** DIRECTIONS **
Only the final stretch of lines is needed: output exactly the line containing "Presence check — any zipper" and all lines following it in the listing below.

┏━━

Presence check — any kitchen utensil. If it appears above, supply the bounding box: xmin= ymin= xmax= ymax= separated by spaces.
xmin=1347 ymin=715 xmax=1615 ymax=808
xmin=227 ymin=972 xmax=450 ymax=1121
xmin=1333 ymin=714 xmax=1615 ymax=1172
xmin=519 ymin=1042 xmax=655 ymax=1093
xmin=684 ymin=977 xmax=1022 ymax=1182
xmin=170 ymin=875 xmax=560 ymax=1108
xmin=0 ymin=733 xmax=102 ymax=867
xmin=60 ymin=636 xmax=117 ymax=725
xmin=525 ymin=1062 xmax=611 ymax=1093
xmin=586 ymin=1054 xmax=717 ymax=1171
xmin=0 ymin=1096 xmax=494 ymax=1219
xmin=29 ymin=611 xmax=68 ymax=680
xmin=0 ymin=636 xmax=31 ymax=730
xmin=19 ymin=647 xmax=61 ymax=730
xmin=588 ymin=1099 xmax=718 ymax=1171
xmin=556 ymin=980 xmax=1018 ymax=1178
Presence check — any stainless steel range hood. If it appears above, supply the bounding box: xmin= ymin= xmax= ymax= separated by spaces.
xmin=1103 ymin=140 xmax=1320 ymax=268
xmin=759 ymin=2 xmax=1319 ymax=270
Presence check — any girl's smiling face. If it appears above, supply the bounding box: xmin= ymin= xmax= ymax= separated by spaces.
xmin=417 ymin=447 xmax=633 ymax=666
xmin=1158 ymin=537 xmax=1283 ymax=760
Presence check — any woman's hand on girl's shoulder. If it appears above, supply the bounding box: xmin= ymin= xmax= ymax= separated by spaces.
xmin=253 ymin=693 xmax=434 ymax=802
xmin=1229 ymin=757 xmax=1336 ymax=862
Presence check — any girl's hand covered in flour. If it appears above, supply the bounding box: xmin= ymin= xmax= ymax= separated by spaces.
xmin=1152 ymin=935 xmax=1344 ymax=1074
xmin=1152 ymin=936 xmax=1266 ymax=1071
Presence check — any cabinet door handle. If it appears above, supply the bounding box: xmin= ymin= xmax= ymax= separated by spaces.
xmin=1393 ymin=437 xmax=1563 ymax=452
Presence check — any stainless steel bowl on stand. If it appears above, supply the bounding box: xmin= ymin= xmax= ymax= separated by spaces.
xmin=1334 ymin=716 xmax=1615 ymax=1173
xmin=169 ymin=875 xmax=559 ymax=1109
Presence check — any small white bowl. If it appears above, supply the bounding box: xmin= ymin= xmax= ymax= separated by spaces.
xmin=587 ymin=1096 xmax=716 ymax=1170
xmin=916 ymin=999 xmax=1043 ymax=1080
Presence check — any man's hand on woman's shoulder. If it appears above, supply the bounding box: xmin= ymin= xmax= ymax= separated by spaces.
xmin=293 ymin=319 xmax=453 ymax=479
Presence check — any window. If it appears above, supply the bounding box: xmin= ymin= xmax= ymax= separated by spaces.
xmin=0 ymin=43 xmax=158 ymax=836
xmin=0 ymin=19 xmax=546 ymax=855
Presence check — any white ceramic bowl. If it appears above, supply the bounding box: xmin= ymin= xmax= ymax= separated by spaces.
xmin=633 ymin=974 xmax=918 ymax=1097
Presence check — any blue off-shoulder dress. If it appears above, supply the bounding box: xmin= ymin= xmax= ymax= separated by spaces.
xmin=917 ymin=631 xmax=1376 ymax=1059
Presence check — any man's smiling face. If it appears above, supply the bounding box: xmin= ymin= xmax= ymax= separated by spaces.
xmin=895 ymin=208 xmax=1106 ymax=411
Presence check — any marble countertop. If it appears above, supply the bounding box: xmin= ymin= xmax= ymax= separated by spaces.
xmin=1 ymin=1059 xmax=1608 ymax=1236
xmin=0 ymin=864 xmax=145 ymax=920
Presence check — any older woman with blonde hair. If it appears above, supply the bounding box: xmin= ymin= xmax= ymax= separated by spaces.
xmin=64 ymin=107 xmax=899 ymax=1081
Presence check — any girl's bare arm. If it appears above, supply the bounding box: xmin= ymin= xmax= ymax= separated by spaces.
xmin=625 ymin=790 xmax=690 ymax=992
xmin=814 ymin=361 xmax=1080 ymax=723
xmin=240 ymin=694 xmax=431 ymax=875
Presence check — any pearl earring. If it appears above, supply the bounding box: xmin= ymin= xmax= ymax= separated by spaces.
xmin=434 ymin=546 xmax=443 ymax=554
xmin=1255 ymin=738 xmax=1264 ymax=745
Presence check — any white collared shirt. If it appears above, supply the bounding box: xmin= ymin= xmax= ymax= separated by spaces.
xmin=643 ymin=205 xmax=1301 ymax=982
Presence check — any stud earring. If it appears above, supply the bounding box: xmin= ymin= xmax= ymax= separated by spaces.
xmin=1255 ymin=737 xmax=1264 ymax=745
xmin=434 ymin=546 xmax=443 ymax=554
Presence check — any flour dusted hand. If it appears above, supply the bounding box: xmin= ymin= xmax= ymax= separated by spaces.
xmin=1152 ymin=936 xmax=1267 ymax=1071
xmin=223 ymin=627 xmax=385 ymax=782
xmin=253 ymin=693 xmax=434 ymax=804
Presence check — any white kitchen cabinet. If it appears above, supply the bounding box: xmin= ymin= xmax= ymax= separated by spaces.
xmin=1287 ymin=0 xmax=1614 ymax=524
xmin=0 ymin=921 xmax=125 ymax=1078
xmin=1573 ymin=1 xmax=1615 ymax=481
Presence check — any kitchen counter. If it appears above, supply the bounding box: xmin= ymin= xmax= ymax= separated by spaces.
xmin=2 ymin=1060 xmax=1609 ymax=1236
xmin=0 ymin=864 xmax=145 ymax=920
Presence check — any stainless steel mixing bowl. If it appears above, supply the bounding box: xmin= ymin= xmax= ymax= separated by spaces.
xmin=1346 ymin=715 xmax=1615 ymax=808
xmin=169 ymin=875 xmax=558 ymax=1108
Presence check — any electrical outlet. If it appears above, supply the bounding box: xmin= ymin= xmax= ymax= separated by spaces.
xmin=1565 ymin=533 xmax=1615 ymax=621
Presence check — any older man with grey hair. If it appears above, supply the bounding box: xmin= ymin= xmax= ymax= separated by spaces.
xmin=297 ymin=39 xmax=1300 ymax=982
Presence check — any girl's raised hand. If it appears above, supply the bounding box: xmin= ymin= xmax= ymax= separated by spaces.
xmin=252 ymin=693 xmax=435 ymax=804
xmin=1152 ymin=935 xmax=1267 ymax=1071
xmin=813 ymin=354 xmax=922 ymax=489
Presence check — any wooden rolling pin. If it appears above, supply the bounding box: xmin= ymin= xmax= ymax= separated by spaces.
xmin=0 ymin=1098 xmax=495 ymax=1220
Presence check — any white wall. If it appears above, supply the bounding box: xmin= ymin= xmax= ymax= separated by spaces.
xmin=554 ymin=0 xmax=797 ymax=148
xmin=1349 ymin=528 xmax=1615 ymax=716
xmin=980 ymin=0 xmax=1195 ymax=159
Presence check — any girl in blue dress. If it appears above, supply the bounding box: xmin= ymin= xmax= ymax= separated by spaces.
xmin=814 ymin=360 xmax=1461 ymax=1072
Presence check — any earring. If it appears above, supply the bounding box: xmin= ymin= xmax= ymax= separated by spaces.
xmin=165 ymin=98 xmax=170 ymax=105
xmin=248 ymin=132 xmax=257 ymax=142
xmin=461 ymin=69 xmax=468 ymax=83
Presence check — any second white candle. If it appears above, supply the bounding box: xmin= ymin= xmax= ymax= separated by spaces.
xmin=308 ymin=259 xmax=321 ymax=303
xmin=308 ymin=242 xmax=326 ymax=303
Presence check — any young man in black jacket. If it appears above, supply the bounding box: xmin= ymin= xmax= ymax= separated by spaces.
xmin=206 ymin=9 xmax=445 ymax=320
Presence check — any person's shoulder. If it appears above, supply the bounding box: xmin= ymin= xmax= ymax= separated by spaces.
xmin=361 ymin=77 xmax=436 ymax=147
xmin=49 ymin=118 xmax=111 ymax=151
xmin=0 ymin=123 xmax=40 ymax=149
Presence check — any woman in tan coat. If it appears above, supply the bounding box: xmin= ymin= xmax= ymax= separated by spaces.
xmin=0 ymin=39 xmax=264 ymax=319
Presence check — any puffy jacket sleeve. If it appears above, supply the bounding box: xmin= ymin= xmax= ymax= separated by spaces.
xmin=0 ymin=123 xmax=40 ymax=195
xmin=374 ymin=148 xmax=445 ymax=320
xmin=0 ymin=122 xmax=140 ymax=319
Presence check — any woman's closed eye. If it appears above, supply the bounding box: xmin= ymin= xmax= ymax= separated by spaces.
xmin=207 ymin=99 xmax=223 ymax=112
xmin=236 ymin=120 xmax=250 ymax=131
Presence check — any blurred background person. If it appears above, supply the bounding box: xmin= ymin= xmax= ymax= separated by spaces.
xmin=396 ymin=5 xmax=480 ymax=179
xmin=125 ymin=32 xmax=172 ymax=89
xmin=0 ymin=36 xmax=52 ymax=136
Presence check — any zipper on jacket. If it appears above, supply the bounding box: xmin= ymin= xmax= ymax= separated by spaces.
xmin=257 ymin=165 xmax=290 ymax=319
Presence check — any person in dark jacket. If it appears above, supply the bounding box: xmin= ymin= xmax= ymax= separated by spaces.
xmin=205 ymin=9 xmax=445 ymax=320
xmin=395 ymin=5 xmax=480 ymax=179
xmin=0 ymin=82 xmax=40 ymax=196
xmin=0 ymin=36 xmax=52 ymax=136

┗━━

** OUTPUT OF THE EXERCISE **
Presence check — any zipper on jacket. If it appears above, supply the bounding box: xmin= ymin= xmax= ymax= separated by spaces.
xmin=257 ymin=165 xmax=290 ymax=319
Presence check — any person in dark jacket. If it appears above, supply the bounding box: xmin= ymin= xmax= ymax= separated by spaces.
xmin=205 ymin=9 xmax=445 ymax=320
xmin=395 ymin=5 xmax=480 ymax=179
xmin=0 ymin=82 xmax=40 ymax=196
xmin=0 ymin=36 xmax=52 ymax=136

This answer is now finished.